> EXERCISE OBJECTIVE: Report each line in the records below that contains the string "hillside", copying the line in full. Case counts when matching.

──────── GIVEN DATA ────────

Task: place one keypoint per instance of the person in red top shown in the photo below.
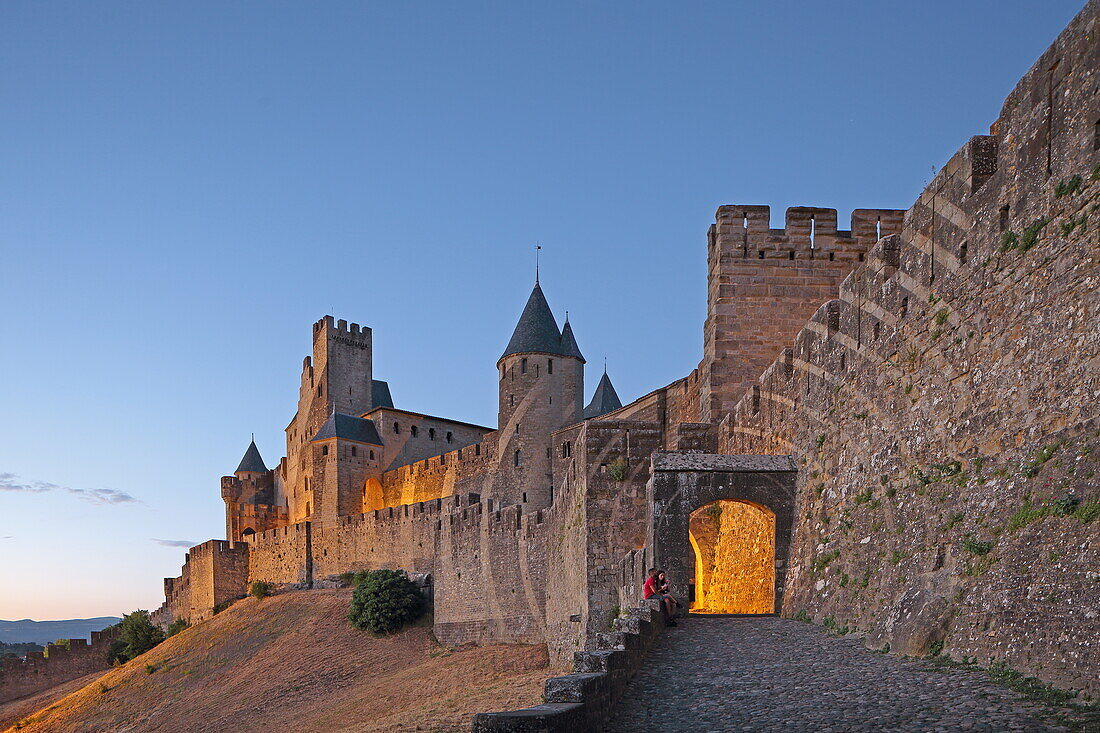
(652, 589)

────────
──────── GIVEN DATA ────────

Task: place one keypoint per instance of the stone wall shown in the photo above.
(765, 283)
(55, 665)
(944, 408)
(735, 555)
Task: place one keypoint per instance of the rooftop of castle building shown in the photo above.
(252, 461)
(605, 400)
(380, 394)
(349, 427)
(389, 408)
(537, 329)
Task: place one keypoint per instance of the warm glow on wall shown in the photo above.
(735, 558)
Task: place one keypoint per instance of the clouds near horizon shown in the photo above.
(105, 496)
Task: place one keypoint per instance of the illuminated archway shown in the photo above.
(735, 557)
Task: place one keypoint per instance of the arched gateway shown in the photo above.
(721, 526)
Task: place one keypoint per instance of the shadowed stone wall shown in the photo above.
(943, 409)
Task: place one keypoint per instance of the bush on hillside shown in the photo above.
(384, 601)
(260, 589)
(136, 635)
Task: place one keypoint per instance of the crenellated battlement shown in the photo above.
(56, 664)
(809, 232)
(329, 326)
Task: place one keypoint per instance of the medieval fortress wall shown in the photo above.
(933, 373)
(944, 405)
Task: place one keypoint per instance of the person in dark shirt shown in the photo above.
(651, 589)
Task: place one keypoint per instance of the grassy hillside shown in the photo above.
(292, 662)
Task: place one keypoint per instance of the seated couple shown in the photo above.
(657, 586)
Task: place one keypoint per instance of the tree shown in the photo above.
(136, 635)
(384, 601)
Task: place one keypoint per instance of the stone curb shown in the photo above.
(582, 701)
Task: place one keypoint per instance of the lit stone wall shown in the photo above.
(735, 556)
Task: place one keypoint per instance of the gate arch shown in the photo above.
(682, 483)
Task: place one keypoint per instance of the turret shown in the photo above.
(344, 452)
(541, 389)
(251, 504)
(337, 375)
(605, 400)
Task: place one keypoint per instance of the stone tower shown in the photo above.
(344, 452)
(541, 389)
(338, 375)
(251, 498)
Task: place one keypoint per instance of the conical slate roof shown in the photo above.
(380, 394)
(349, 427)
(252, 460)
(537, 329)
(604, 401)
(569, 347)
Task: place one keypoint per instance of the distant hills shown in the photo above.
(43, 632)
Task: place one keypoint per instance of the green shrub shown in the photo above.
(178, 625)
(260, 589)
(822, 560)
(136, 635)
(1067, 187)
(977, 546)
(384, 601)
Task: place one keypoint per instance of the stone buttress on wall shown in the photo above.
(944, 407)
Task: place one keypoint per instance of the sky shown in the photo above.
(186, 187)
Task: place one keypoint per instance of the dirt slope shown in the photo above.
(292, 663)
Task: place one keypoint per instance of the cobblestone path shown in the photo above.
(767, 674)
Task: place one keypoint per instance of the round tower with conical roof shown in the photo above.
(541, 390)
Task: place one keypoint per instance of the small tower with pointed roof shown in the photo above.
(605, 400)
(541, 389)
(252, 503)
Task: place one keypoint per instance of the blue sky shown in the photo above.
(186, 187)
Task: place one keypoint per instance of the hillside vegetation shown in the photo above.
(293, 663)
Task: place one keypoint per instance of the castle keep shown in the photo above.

────────
──────── GIVEN DATA ────────

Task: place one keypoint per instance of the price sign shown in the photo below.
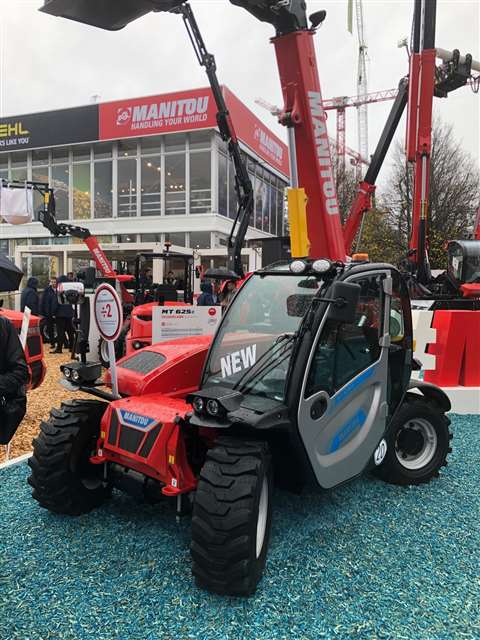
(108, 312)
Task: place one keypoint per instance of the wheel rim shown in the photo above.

────────

> EXERCISE OUTPUT:
Task: place one keypoint per instance of the bush on hillside shown in the photo above.
Task: place one keypoint per instance of the grassy hillside shown in the photo above.
Task: place one keypoint per instance of the hillside vegetation shown in the photo above.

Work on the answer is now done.